Go through the data and count each line that has the string "Target". Give that count alone.

Start of Data

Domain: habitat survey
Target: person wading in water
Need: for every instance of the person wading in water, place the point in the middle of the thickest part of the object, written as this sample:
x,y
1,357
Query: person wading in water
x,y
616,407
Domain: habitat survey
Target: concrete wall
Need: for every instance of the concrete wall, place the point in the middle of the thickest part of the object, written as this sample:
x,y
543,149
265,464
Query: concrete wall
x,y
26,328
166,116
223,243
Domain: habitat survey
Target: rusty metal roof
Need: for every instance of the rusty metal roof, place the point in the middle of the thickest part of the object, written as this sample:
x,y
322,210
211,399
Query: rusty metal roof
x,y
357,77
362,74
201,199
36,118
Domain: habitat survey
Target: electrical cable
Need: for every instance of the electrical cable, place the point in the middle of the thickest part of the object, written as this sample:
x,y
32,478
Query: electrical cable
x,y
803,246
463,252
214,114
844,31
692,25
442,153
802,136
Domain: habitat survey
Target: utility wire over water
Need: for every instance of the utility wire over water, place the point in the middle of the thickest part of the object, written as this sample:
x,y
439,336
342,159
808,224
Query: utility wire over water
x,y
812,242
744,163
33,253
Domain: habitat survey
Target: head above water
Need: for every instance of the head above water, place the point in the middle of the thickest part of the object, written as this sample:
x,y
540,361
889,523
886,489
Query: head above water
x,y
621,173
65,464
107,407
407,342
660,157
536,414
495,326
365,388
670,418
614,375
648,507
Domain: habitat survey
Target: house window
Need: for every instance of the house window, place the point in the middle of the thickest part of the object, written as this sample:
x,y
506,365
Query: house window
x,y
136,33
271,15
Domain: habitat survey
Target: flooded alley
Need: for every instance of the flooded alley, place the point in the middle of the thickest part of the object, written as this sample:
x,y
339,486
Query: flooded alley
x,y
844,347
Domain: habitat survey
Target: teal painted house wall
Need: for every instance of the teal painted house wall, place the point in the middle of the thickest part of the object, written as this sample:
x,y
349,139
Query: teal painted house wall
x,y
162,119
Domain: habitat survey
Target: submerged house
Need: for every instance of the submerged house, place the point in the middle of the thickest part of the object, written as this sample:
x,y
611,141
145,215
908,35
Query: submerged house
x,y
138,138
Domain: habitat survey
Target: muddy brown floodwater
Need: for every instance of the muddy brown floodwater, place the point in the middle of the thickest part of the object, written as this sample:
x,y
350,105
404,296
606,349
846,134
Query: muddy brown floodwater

End of Data

Exercise result:
11